WHAT YOU WILL DO> Copy exactly, please, the lines of the data from its start through the line containing "find green tree in mural".

Entries taken from a collection:
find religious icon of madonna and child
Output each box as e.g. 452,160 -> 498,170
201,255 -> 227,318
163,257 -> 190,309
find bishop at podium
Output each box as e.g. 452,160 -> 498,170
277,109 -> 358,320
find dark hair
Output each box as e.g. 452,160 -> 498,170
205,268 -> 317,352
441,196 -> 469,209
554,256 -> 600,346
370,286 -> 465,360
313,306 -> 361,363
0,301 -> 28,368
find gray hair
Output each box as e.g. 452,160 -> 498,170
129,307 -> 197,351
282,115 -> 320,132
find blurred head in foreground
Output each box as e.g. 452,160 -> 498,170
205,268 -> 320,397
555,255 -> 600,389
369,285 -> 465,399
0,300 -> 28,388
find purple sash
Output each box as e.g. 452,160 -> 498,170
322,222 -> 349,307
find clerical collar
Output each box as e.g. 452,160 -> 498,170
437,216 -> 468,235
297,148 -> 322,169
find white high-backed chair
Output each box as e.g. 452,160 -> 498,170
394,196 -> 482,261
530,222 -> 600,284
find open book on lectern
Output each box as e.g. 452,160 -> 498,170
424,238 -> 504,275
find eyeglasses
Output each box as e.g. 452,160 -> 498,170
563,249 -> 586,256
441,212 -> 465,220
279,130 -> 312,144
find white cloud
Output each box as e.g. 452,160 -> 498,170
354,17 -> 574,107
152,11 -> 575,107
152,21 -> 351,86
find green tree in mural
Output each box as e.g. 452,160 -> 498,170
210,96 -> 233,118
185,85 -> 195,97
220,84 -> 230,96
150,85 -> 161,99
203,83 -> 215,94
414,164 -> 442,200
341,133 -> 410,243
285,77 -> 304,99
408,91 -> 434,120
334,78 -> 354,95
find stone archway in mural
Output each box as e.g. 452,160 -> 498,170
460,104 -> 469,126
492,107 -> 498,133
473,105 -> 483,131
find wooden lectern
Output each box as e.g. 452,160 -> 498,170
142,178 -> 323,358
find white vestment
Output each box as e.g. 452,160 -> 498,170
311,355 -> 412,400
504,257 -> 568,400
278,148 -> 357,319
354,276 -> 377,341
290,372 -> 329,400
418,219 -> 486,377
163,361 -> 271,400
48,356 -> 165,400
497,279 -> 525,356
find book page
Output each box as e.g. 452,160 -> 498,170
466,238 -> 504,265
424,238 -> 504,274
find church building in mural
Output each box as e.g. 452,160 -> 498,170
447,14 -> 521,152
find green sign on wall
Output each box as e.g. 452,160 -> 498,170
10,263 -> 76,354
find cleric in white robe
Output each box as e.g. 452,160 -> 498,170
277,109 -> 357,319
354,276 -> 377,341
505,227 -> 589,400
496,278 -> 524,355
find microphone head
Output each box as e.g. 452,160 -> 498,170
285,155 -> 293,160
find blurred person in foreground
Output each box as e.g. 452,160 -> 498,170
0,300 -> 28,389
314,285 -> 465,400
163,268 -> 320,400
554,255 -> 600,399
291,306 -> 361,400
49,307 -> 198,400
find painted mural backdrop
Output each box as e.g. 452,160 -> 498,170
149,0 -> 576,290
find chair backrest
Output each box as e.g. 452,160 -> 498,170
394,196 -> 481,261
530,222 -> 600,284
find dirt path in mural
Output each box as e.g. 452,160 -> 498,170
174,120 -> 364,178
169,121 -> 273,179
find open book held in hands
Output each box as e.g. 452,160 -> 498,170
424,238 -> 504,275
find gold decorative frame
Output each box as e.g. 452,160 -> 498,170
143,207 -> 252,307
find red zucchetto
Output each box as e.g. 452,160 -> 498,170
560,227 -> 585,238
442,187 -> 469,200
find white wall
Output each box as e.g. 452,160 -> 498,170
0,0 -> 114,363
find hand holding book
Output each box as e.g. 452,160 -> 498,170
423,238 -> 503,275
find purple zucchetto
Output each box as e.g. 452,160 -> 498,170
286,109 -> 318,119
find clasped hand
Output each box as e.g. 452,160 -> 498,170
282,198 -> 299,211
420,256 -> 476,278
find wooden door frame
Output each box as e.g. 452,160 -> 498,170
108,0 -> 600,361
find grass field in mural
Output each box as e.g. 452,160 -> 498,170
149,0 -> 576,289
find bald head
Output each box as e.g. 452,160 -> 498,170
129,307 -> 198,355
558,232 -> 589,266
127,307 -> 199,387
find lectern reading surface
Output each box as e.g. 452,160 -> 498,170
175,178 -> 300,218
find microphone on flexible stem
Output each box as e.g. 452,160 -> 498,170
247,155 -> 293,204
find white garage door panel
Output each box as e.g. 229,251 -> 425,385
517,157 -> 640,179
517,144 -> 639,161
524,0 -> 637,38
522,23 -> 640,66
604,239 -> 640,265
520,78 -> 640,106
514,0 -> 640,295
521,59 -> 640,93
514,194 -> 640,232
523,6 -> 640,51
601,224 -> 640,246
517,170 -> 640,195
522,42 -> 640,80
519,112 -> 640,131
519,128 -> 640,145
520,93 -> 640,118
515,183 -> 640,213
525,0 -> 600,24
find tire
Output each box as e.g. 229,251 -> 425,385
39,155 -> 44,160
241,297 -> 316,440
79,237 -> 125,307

SOLUTION TO THE PROBLEM>
find religious icon of madonna and child
Output each box as e.g. 452,160 -> 498,170
201,255 -> 227,318
163,257 -> 190,309
find bishop at podium
Output each box as e.g. 452,160 -> 498,170
277,109 -> 358,320
find dark hair
Output each box as e.g. 452,160 -> 498,170
205,268 -> 317,352
441,196 -> 469,209
554,256 -> 600,346
370,286 -> 465,360
313,306 -> 361,363
0,301 -> 28,368
find gray hair
Output each box as e.g. 452,160 -> 498,170
129,307 -> 197,351
282,115 -> 320,132
find blurred head in foreground
Output each box as e.g. 452,160 -> 498,170
205,268 -> 320,397
555,255 -> 600,389
369,285 -> 465,399
0,300 -> 28,388
find purple sash
Output each box as e.g. 452,160 -> 498,170
322,222 -> 349,307
find clerical collar
Output each box as e.g. 452,160 -> 498,170
437,216 -> 468,235
297,148 -> 322,169
find white high-backed chair
Output each box as e.g. 452,160 -> 498,170
394,196 -> 482,261
530,222 -> 600,284
find open book on lectern
Output each box as e.g. 452,160 -> 498,170
424,238 -> 504,275
find eyeglasses
Output each box as e.g. 452,160 -> 498,170
563,249 -> 586,256
441,212 -> 465,220
279,130 -> 312,144
find white cloud
Output each box as e.g. 452,160 -> 498,170
354,17 -> 574,107
152,11 -> 575,107
152,21 -> 351,86
find green tree in mural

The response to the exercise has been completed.